Extract, exactly as written, the line that contains "boulder in the photo above." and all lines after it through the end of the records. Omit pictures.

Available data:
* * * *

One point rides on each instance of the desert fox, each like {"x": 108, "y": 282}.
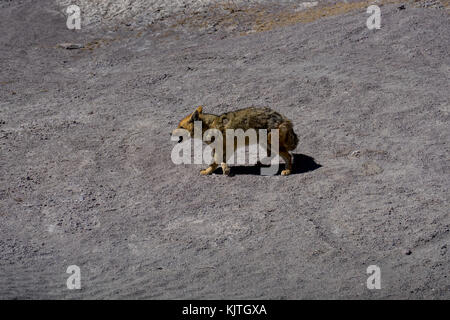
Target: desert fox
{"x": 249, "y": 118}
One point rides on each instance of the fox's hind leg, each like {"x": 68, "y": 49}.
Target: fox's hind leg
{"x": 288, "y": 159}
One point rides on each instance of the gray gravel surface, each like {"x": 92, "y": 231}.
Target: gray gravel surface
{"x": 86, "y": 176}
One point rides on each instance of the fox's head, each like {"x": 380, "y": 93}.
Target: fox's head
{"x": 188, "y": 122}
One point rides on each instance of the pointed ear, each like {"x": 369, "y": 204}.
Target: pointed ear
{"x": 196, "y": 115}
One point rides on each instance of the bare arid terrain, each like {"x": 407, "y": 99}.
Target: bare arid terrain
{"x": 86, "y": 176}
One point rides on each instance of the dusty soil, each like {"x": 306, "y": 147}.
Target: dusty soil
{"x": 86, "y": 176}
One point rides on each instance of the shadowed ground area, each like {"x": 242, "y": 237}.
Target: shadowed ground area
{"x": 86, "y": 176}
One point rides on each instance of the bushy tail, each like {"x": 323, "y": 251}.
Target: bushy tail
{"x": 288, "y": 138}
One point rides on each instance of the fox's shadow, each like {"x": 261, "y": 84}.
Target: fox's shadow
{"x": 301, "y": 164}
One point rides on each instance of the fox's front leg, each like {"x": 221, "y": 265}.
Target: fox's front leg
{"x": 209, "y": 170}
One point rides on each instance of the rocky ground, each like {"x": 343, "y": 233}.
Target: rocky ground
{"x": 86, "y": 176}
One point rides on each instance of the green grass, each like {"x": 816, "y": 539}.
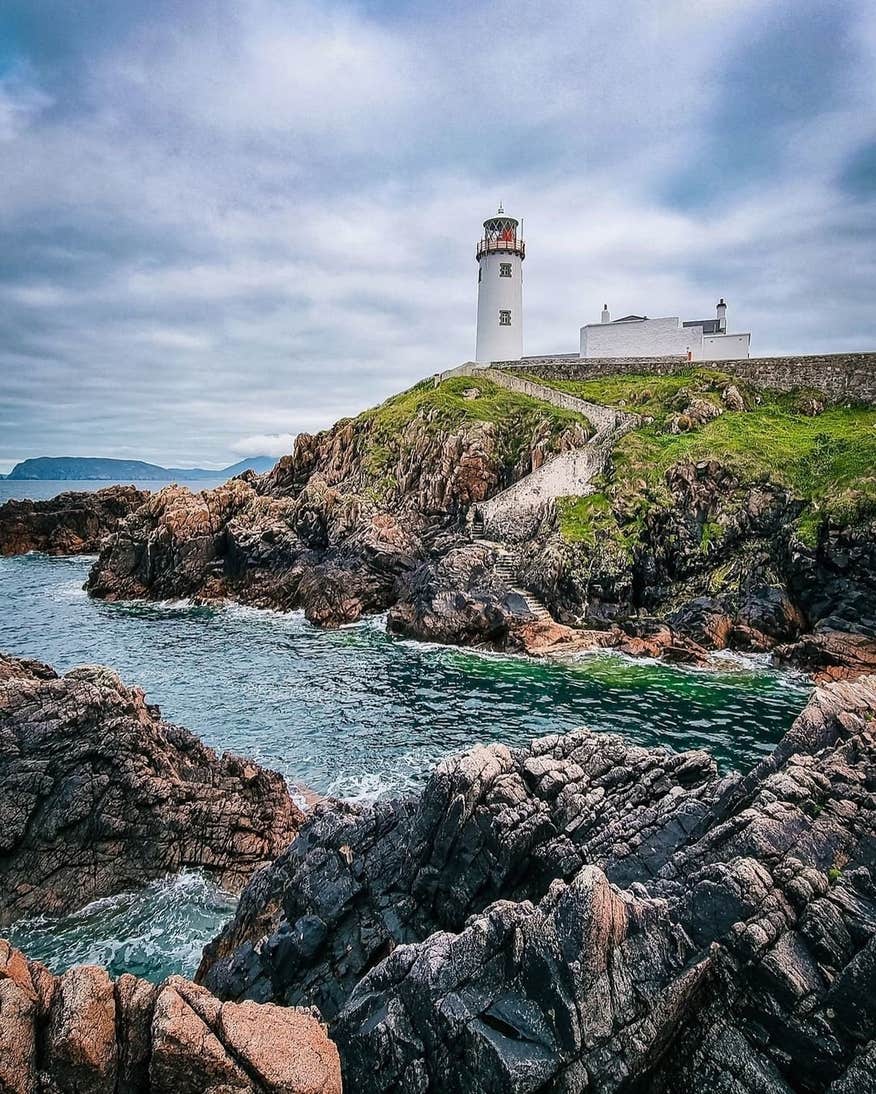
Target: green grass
{"x": 588, "y": 521}
{"x": 444, "y": 409}
{"x": 827, "y": 461}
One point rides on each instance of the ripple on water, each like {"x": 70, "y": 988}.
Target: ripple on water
{"x": 352, "y": 712}
{"x": 153, "y": 932}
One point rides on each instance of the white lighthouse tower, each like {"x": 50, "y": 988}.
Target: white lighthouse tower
{"x": 500, "y": 256}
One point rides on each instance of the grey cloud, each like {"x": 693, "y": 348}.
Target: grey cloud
{"x": 222, "y": 221}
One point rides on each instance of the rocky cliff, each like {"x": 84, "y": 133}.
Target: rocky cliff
{"x": 83, "y": 1034}
{"x": 588, "y": 915}
{"x": 72, "y": 523}
{"x": 338, "y": 525}
{"x": 97, "y": 794}
{"x": 727, "y": 516}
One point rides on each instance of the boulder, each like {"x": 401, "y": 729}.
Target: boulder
{"x": 97, "y": 794}
{"x": 81, "y": 1034}
{"x": 588, "y": 916}
{"x": 704, "y": 620}
{"x": 71, "y": 523}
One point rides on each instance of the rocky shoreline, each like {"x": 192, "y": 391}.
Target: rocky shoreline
{"x": 81, "y": 1033}
{"x": 587, "y": 915}
{"x": 584, "y": 914}
{"x": 97, "y": 794}
{"x": 74, "y": 522}
{"x": 380, "y": 513}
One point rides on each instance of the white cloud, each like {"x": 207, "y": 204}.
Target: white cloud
{"x": 264, "y": 444}
{"x": 258, "y": 220}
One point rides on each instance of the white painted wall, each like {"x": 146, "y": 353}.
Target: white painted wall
{"x": 663, "y": 337}
{"x": 725, "y": 347}
{"x": 497, "y": 293}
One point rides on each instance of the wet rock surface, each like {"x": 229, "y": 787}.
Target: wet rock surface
{"x": 335, "y": 528}
{"x": 82, "y": 1034}
{"x": 588, "y": 916}
{"x": 72, "y": 523}
{"x": 97, "y": 794}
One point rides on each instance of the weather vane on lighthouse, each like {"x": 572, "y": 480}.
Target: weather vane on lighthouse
{"x": 500, "y": 257}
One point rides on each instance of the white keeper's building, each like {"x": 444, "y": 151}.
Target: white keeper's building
{"x": 500, "y": 255}
{"x": 639, "y": 336}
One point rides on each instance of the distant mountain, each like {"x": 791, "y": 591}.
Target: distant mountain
{"x": 123, "y": 470}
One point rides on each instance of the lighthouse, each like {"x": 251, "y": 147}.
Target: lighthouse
{"x": 500, "y": 257}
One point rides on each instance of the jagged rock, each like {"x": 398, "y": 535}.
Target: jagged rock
{"x": 80, "y": 1033}
{"x": 705, "y": 620}
{"x": 697, "y": 414}
{"x": 97, "y": 794}
{"x": 71, "y": 523}
{"x": 733, "y": 397}
{"x": 494, "y": 823}
{"x": 587, "y": 916}
{"x": 829, "y": 653}
{"x": 458, "y": 598}
{"x": 337, "y": 526}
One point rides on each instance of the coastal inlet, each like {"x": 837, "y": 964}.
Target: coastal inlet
{"x": 349, "y": 712}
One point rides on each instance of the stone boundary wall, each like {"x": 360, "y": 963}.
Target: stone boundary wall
{"x": 600, "y": 416}
{"x": 513, "y": 512}
{"x": 841, "y": 376}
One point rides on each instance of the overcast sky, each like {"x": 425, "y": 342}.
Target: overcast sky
{"x": 223, "y": 222}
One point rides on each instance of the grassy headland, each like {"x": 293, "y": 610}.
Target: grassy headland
{"x": 826, "y": 456}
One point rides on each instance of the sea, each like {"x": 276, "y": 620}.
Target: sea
{"x": 353, "y": 712}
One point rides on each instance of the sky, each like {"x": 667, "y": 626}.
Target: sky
{"x": 223, "y": 222}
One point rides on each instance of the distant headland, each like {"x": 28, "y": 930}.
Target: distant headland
{"x": 117, "y": 470}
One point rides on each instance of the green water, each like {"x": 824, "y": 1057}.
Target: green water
{"x": 351, "y": 712}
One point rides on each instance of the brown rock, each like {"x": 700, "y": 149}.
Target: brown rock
{"x": 81, "y": 1052}
{"x": 19, "y": 1005}
{"x": 545, "y": 637}
{"x": 97, "y": 794}
{"x": 72, "y": 523}
{"x": 831, "y": 654}
{"x": 135, "y": 1003}
{"x": 141, "y": 1038}
{"x": 187, "y": 1057}
{"x": 310, "y": 1066}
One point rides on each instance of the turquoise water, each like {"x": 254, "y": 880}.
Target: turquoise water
{"x": 352, "y": 712}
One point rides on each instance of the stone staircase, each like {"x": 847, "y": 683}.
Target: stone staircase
{"x": 513, "y": 513}
{"x": 507, "y": 572}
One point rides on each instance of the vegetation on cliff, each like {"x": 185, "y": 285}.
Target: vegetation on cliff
{"x": 825, "y": 455}
{"x": 516, "y": 425}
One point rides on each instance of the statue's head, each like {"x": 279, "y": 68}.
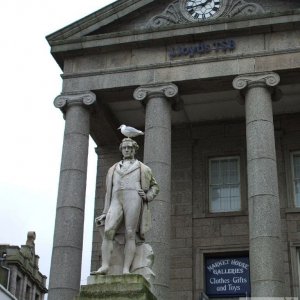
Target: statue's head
{"x": 128, "y": 147}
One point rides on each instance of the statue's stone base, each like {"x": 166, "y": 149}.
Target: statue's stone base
{"x": 115, "y": 287}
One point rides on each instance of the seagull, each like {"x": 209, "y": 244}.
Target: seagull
{"x": 130, "y": 131}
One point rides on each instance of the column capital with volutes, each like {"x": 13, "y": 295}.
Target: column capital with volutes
{"x": 267, "y": 79}
{"x": 64, "y": 101}
{"x": 167, "y": 90}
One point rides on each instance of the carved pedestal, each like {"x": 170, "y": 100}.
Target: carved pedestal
{"x": 123, "y": 287}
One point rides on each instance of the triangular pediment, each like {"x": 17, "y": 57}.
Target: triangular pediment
{"x": 138, "y": 15}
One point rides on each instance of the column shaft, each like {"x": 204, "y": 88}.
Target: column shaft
{"x": 157, "y": 155}
{"x": 266, "y": 262}
{"x": 65, "y": 270}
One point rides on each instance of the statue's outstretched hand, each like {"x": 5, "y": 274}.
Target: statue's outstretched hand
{"x": 142, "y": 195}
{"x": 100, "y": 220}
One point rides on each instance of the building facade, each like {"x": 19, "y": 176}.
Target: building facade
{"x": 19, "y": 272}
{"x": 215, "y": 86}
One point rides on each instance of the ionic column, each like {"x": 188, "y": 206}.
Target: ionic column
{"x": 157, "y": 155}
{"x": 266, "y": 263}
{"x": 65, "y": 270}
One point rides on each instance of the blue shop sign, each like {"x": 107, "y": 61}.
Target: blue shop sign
{"x": 227, "y": 277}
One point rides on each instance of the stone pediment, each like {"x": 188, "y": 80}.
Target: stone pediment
{"x": 140, "y": 15}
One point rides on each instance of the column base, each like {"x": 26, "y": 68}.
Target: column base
{"x": 116, "y": 287}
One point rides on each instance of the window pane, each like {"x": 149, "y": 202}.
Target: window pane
{"x": 215, "y": 199}
{"x": 296, "y": 160}
{"x": 297, "y": 193}
{"x": 224, "y": 185}
{"x": 214, "y": 172}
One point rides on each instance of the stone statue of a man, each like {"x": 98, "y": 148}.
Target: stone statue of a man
{"x": 129, "y": 186}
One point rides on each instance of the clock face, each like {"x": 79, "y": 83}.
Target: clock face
{"x": 202, "y": 9}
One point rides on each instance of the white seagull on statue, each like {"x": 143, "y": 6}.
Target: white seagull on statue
{"x": 130, "y": 131}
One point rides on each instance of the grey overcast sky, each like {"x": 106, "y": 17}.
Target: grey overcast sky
{"x": 31, "y": 128}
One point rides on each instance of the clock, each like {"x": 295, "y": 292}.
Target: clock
{"x": 201, "y": 10}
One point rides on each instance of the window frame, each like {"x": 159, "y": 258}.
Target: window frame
{"x": 220, "y": 158}
{"x": 293, "y": 179}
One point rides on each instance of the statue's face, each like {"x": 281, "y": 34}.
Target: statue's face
{"x": 128, "y": 150}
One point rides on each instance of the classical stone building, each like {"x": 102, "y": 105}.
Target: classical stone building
{"x": 215, "y": 85}
{"x": 19, "y": 272}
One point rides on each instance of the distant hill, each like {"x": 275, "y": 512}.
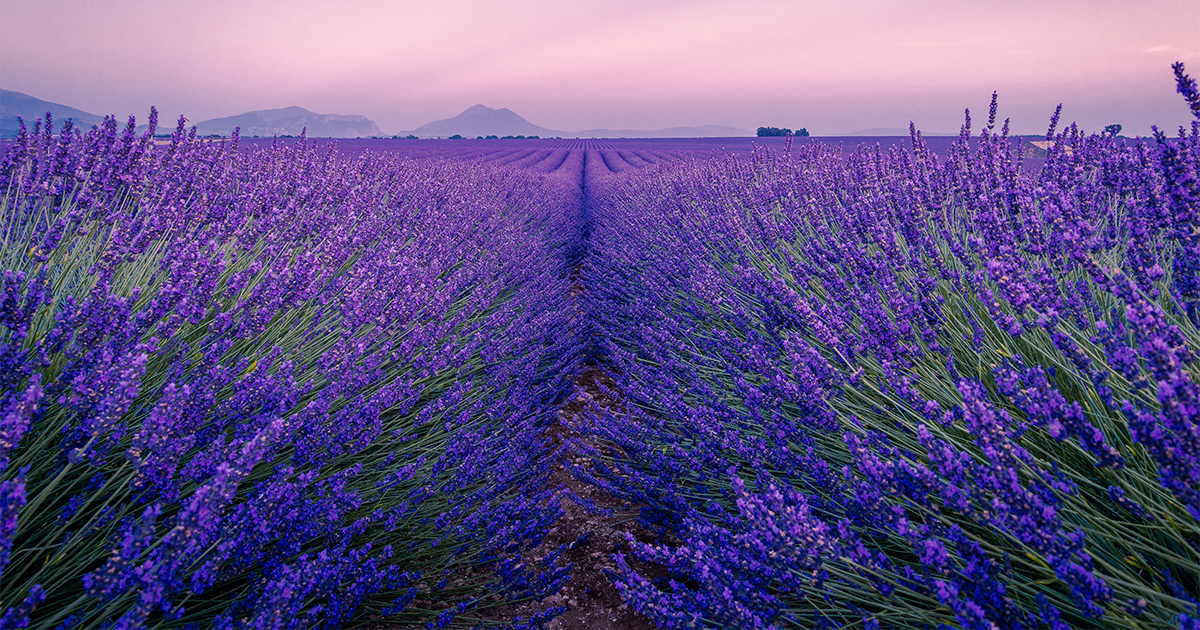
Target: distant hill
{"x": 483, "y": 120}
{"x": 13, "y": 105}
{"x": 289, "y": 121}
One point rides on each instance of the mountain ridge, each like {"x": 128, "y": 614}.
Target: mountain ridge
{"x": 291, "y": 121}
{"x": 15, "y": 105}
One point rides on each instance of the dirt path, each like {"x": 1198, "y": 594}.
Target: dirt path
{"x": 589, "y": 597}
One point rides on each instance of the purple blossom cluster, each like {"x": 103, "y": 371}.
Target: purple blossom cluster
{"x": 282, "y": 387}
{"x": 898, "y": 389}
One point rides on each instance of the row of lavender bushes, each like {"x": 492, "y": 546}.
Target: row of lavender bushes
{"x": 900, "y": 390}
{"x": 277, "y": 388}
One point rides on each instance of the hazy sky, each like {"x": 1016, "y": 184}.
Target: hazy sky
{"x": 831, "y": 66}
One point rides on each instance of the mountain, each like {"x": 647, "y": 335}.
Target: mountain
{"x": 705, "y": 131}
{"x": 289, "y": 121}
{"x": 481, "y": 120}
{"x": 13, "y": 105}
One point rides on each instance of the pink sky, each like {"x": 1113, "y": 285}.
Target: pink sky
{"x": 833, "y": 67}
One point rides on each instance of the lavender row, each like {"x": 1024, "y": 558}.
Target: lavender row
{"x": 275, "y": 388}
{"x": 905, "y": 390}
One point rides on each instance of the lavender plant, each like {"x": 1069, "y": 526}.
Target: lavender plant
{"x": 277, "y": 388}
{"x": 906, "y": 390}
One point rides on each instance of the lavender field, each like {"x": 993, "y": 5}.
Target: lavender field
{"x": 307, "y": 384}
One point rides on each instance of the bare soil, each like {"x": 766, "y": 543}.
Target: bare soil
{"x": 591, "y": 599}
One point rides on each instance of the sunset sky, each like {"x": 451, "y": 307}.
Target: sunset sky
{"x": 833, "y": 67}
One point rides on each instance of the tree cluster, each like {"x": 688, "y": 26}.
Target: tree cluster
{"x": 780, "y": 131}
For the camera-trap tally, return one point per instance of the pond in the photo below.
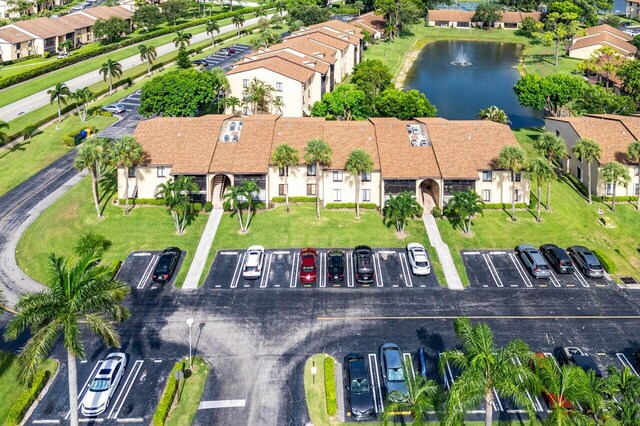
(459, 90)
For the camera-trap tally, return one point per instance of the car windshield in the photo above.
(396, 375)
(99, 385)
(359, 385)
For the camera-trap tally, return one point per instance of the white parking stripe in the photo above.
(492, 270)
(126, 388)
(521, 270)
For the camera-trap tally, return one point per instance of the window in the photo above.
(311, 189)
(311, 169)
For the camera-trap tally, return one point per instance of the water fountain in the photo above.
(461, 59)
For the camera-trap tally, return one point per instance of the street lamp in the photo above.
(190, 323)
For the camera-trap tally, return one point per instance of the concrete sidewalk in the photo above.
(202, 252)
(444, 254)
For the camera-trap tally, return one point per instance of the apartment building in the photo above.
(614, 134)
(431, 157)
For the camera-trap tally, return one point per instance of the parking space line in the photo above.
(521, 271)
(492, 270)
(126, 388)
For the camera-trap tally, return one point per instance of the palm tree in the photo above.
(284, 156)
(512, 158)
(182, 39)
(80, 291)
(212, 26)
(148, 53)
(540, 172)
(93, 155)
(397, 210)
(59, 94)
(615, 174)
(493, 113)
(238, 21)
(109, 70)
(359, 161)
(486, 371)
(550, 146)
(588, 150)
(633, 154)
(317, 153)
(127, 153)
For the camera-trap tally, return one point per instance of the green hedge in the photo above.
(365, 206)
(330, 386)
(28, 397)
(166, 400)
(606, 263)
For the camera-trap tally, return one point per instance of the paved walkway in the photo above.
(202, 252)
(444, 254)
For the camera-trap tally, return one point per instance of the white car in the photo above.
(104, 385)
(418, 259)
(253, 260)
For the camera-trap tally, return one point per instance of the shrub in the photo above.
(330, 386)
(166, 400)
(607, 264)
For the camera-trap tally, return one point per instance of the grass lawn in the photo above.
(570, 221)
(190, 390)
(10, 386)
(27, 158)
(59, 227)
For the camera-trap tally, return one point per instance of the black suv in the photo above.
(558, 258)
(363, 264)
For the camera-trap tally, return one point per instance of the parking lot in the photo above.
(281, 270)
(503, 268)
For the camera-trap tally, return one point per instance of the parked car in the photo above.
(395, 383)
(363, 265)
(335, 266)
(558, 258)
(418, 259)
(104, 384)
(308, 265)
(253, 260)
(166, 266)
(586, 261)
(358, 389)
(114, 108)
(533, 261)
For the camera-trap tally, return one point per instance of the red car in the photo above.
(308, 265)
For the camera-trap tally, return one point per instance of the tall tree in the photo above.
(127, 153)
(512, 158)
(615, 174)
(486, 370)
(59, 94)
(148, 54)
(358, 162)
(318, 154)
(80, 291)
(93, 156)
(284, 156)
(589, 151)
(109, 70)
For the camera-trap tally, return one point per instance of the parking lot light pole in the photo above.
(190, 323)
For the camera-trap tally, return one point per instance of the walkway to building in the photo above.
(444, 254)
(202, 252)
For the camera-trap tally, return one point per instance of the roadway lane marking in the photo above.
(223, 403)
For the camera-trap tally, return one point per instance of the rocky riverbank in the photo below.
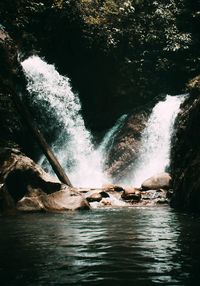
(26, 187)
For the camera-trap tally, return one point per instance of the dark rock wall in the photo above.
(118, 54)
(13, 132)
(186, 152)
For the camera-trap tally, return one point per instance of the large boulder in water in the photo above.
(31, 188)
(64, 200)
(131, 194)
(159, 181)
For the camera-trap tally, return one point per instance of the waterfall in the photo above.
(154, 153)
(73, 147)
(107, 142)
(84, 163)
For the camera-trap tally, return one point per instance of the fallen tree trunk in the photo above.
(25, 114)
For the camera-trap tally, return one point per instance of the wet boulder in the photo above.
(94, 197)
(132, 194)
(159, 181)
(64, 200)
(31, 188)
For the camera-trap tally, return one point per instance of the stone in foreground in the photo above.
(159, 181)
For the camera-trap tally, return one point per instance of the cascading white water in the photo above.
(154, 154)
(74, 147)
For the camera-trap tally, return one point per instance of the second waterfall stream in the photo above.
(83, 162)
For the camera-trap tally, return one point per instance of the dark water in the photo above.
(140, 246)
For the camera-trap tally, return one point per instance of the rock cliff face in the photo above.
(118, 54)
(125, 146)
(186, 152)
(11, 78)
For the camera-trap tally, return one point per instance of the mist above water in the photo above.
(74, 148)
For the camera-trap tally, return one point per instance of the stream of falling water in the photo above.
(154, 154)
(83, 162)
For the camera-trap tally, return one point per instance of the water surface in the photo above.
(135, 246)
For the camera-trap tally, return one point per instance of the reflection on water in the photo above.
(136, 246)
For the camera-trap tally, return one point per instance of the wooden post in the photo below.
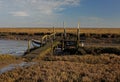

* * * *

Answer to the exercise:
For the camera-trap tally, return one point per instance of the wet boulder in the photo above.
(94, 197)
(132, 194)
(159, 181)
(64, 200)
(31, 188)
For the camera-trap tally, return one point per instance of the stone in foreground in the photo above.
(159, 181)
For the camera-trap tally, return one point per instance of the cascading white water in the photo above.
(154, 154)
(74, 147)
For the camera-trap tally, return one point per instance of the second waterfall stream in the photo above.
(83, 162)
For the camera-trap tally, return one point per instance of the dark water in the photo above.
(140, 246)
For the camera-trap tally, return one point per instance of the rock cliff face in the photo above.
(118, 54)
(125, 146)
(186, 152)
(11, 78)
For the camera-trap tally, return one point per instance of the mist above water in the photo above.
(74, 148)
For the camera-trap tally, return one point per instance of the stream of falling water in the photo above.
(154, 154)
(83, 162)
For the camera-trap tally, return one point per instance of the water surface in the photo above.
(135, 246)
For the camera-trap tally, return one point per instance of the reflection on water in the photo above.
(136, 246)
For the camera-trap tally, return one point per instance of the wooden post in the photo below.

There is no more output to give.